▶ [PROMPT]: Write out every line below again exactly as it stands, skipping each image.

Image point grounding data:

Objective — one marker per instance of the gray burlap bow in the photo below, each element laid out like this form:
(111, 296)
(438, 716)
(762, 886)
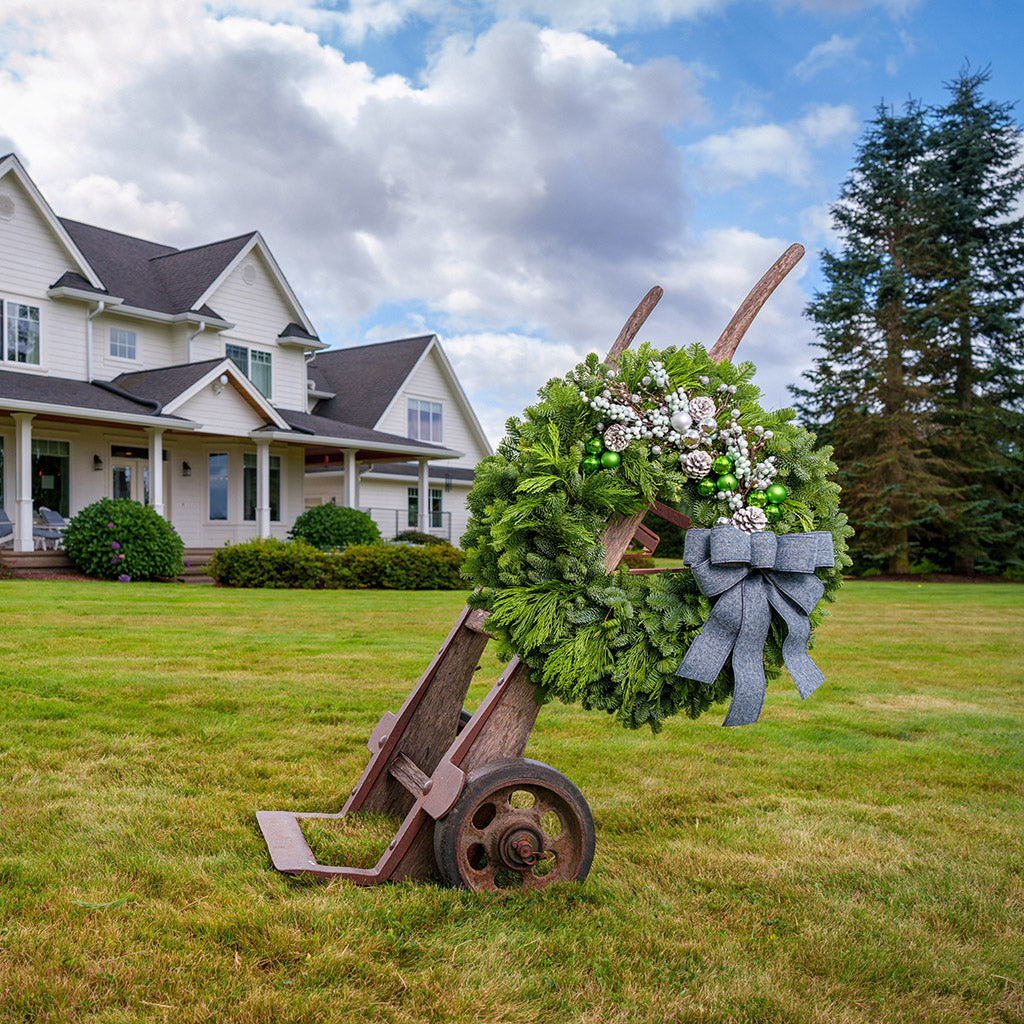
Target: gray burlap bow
(751, 573)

▶ [EXERCISE RESULT]:
Objective — one marker per instance of the gray burlap bow in the photo below, each element laid out like this form:
(111, 296)
(438, 716)
(762, 886)
Target: gray burlap bow
(751, 573)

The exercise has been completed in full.